> Instructions:
**a)** Update the memorandum's stretch from "1.  So far as" through "let alone relocation?", putting "strongest praise" in place of "highest accolades".
**b)** Answer these questions from the memorandum:
(i) What position does the writer currently hold?
(ii) During which years was the writer Head of the Genes and Cellular Controls Group?
(iii) Where was the now defunct Clinical Research Centre located?

> Passage to read:
= = = = =

Select Committee on Science and Technology Written Evidence


Memorandum from Professor Peter Rigby, Institute of Cancer Research

  I am currently the Chief Executive of The Institute of Cancer Research in London, although I write in a personal capacity. I therefore have considerable knowledge of what it takes to run a research institute that is heavily focussed on translational research.

  From 1986 to 2000 I was a senior member of the scientific staff of the National Institute for Medical Research, serving as Head of the Genes and Cellular Controls (now Genetics and Development) Group from 1986 to 1996, and as Head of the Division of Eukaryotic Molecular Genetics for the whole of my time there. I am therefore thoroughly familiar with all aspects of the Institute's operation.

  In considering the possibility that the Institute might be relocated to a site in central London, the following points should be taken into consideration.

  1.  So far as I am aware, there has not been any challenge to the quality of the Institute's research. Indeed, its activities have, over the past 20 years, been accorded the highest accolades by the peer review committees of the Medical Research Council. Why then, is it necessary to consider radical reorganisation, let alone relocation?

  2.  Since the publication of the Council's unfortunate Forward Investment Strategy, there has been a blurring of the arguments. It is now held that the Institute must focus on a translational agenda. Why is this? My current Institute is intensely translational and I am totally supportive of such work. But it seems to have been decided that all medical research institutes have to be translational. There is absolutely no justification for this. Institutes that do excellent basic research will remain highly valuable, and the simplest survey of the rest of the world will indicate how they are valued. The Council must state clearly why they are of the view that this institute needs to adopt a translational agenda. Many would say that this is the business of its Clinical Sciences Centre (CSC). By embedding the CSC in an academic clinical setting (as opposed to the now defunct Clinical Research Centre next to a district general hospital at Northwick Park) it was hoped this would be the MRC's Institute for carrying out clinical/translational work. The Council should wait to see whether it is achieving these aims, before carrying out experiments on another Institute.

= = = = =

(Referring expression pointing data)
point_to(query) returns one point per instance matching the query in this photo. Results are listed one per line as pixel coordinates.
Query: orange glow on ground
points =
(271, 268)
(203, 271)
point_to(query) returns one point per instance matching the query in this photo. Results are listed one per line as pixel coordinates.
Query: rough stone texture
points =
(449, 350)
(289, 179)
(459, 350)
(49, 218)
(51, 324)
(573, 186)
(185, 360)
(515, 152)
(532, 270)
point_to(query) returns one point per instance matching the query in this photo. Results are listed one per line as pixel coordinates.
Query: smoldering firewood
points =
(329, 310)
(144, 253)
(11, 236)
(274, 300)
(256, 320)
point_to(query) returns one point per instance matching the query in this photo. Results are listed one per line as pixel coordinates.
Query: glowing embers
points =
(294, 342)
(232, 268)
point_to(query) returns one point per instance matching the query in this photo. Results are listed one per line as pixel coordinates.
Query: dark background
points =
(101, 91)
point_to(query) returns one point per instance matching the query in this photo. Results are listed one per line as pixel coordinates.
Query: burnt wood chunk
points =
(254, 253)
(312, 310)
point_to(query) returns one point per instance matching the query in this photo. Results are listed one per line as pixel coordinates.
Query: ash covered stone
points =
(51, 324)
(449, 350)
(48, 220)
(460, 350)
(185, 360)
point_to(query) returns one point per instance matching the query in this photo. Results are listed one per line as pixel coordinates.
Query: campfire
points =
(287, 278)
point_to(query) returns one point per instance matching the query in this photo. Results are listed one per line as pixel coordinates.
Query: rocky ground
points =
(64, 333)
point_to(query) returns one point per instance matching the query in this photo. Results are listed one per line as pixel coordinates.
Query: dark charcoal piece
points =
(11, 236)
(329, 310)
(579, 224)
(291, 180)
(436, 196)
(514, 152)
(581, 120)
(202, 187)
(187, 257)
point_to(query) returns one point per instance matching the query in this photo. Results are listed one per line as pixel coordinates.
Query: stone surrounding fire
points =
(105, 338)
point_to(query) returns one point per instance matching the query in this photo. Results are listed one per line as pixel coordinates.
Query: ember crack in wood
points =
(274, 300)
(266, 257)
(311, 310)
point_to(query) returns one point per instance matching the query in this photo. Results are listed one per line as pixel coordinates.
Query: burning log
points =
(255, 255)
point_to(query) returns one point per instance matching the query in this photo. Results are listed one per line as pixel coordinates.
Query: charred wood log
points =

= = = = =

> Outputs for the tasks:
**a)**
1.  So far as I am aware, there has not been any challenge to the quality of the Institute's research. Indeed, its activities have, over the past 20 years, been accorded the strongest praise by the peer review committees of the Medical Research Council. Why then, is it necessary to consider radical reorganisation, let alone relocation?

**b)**
(i) Chief Executive of The Institute of Cancer Research in London
(ii) From 1986 to 1996
(iii) Next to a district general hospital at Northwick Park